- **EXERCISE TASK 1**: According to the mailing list post, which historical paradigm was demised long ago by most serious researchers?

Re: [tied] Re: Proto Vedic Continuity Theory of Bharatiya (Indian)

From: george knysh
Message: 41760
Date: 2005-11-05

--- Richard Wordingham
<richard.wordingham@...> wrote:

> --- In cybalist@yahoogroups.com, "Francesco
> Brighenti" <frabrig@...>
> wrote:
> > Of course not. But, really, the invasionist
> historical paradigm was
> > demised long ago by most of serious researchers.
> Modern Indologists
> > and Indo-Iranian historical linguists tend to
> speak of transfers of
> > ideologies, subsistence systems, language, and
> spiritual culture
> > from one group to the other as often as movements
> of people. Such
> > processes do not necessarily involve large-scale
> migrations,
> > although actual physical movement (starting with,
> e.g., transhumance
> > tricklings in involving the transference of
> pastoralist innovations
> > from one population to another, and the emergence
> of 'khanate'-like
> > territorial domains) and intermarriage are not
> excluded. Various
> > types of military interaction, such as cattle
> raids, actual war-like
> > clashes, battles and even the incidental invasion
> of smaller or
> > larger bands, groups or tribes may or may not be
> part of the
> > picture.

- **EXERCISE TASK 2**: From the records, copy the lines verbatim from the line with "request: segment every instance of the white garage" up to and including the line with "[[[118,82],[116,76],[98,75],[98,95],[108,97],[110,94],[117,92]]]".

(Collected data entries)
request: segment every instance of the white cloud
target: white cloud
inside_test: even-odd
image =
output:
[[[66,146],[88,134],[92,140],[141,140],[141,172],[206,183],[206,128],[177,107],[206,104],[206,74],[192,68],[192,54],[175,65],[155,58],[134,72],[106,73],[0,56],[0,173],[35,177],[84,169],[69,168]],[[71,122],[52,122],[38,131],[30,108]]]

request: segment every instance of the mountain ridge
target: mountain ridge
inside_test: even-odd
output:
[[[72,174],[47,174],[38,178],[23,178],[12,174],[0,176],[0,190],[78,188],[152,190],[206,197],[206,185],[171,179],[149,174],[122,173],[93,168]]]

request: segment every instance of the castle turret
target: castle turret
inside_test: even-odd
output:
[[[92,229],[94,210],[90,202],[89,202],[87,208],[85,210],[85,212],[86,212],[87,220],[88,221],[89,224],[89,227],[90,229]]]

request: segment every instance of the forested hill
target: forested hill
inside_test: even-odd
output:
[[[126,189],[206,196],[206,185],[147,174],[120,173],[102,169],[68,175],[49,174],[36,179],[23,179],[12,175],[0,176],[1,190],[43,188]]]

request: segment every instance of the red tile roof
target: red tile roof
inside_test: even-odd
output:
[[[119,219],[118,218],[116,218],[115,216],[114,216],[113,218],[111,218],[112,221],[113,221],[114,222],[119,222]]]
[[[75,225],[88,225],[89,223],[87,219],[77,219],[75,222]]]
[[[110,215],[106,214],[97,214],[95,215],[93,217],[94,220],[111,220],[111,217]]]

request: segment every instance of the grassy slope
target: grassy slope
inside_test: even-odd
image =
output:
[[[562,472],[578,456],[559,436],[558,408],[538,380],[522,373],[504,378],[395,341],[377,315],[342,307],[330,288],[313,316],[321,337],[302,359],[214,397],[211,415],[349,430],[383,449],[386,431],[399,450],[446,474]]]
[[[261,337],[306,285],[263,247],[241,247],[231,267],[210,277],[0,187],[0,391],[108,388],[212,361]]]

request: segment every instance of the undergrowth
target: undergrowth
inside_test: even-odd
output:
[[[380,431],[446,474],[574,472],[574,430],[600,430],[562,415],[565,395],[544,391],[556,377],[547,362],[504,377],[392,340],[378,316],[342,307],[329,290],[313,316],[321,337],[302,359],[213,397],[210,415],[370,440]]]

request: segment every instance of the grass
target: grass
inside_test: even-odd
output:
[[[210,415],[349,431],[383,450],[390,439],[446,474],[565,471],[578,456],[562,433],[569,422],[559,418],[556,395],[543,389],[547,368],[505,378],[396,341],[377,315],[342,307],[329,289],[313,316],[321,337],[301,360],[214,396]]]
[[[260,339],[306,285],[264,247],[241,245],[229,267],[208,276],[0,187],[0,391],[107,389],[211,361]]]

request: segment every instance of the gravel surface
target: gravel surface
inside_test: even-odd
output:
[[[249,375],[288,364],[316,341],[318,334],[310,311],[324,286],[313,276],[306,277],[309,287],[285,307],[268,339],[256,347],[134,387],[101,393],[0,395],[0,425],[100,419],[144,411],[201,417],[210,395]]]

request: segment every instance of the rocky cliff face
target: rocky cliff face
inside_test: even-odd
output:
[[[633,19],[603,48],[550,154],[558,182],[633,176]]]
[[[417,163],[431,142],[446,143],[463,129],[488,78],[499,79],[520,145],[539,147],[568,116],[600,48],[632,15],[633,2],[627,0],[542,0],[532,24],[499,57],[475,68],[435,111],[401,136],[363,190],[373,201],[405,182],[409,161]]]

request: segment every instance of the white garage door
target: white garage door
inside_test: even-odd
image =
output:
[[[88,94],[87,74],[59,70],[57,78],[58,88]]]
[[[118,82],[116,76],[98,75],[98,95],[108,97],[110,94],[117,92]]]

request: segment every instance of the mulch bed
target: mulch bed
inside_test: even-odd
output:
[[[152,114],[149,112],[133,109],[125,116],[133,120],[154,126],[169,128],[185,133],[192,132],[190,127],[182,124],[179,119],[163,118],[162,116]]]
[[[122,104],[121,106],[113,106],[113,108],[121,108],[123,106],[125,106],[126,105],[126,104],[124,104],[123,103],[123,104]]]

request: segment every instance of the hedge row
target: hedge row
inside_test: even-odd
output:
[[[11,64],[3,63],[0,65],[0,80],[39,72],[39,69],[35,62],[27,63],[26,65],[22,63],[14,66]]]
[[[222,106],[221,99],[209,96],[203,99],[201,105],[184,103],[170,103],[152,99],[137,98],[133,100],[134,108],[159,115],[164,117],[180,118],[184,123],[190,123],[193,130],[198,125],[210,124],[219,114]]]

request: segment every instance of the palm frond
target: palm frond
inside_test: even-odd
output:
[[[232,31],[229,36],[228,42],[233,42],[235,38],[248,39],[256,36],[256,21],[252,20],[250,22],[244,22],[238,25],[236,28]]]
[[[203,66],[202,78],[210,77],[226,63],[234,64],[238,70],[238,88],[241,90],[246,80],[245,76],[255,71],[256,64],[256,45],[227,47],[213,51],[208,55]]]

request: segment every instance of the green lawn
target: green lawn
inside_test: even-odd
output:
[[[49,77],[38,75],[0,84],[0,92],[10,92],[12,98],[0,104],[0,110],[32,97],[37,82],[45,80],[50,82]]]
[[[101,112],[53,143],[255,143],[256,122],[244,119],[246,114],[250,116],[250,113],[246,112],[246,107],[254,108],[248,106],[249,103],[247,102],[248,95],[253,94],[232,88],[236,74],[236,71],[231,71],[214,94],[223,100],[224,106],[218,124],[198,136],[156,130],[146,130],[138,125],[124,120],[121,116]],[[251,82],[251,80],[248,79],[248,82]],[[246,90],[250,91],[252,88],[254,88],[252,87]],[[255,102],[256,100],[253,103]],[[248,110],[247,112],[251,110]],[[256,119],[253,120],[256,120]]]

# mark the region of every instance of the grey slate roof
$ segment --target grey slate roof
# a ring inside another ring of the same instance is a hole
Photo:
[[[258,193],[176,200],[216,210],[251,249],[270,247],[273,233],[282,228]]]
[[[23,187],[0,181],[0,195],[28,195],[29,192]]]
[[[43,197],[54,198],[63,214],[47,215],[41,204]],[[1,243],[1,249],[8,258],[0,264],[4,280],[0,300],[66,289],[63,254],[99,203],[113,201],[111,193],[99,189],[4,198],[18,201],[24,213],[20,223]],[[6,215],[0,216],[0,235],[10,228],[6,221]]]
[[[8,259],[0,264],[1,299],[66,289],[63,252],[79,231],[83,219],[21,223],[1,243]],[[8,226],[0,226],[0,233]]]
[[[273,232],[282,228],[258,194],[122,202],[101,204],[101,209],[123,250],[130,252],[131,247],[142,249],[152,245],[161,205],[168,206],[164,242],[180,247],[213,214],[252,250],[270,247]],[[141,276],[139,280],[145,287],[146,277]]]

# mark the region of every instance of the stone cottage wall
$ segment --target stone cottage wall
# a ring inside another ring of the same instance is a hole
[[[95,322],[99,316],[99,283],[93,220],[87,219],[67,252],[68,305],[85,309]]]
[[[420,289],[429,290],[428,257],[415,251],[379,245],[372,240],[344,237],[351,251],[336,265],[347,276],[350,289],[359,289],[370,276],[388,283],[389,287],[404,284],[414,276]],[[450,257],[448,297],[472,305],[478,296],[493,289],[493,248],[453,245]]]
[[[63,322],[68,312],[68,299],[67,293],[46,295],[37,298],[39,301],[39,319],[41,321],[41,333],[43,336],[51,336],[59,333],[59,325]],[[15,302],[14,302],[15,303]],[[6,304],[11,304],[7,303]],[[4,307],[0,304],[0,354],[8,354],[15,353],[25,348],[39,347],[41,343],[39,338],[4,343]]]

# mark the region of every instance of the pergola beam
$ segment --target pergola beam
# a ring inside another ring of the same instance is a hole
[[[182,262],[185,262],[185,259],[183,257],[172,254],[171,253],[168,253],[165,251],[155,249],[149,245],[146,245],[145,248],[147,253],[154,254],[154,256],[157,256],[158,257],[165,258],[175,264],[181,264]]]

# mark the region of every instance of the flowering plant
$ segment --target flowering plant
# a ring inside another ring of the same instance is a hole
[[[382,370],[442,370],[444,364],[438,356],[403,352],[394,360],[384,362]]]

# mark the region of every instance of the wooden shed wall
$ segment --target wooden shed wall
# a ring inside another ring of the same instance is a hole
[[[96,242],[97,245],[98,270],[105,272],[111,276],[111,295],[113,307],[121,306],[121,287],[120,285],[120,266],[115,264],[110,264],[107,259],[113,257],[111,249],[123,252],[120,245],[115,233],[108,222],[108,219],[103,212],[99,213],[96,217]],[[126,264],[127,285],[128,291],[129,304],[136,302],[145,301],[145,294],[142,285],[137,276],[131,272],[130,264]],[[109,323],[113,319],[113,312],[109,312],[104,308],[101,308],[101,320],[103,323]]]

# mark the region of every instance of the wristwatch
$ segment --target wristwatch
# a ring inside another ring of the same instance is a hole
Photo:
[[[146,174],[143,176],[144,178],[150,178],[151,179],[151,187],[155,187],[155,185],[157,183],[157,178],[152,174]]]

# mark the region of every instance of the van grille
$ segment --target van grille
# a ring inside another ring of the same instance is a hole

- **SOLUTION 1**: The invasionist historical paradigm.

- **SOLUTION 2**:
request: segment every instance of the white garage door
target: white garage door
inside_test: even-odd
image =
output:
[[[88,94],[87,74],[59,70],[57,78],[58,88]]]
[[[118,82],[116,76],[98,75],[98,95],[108,97],[110,94],[117,92]]]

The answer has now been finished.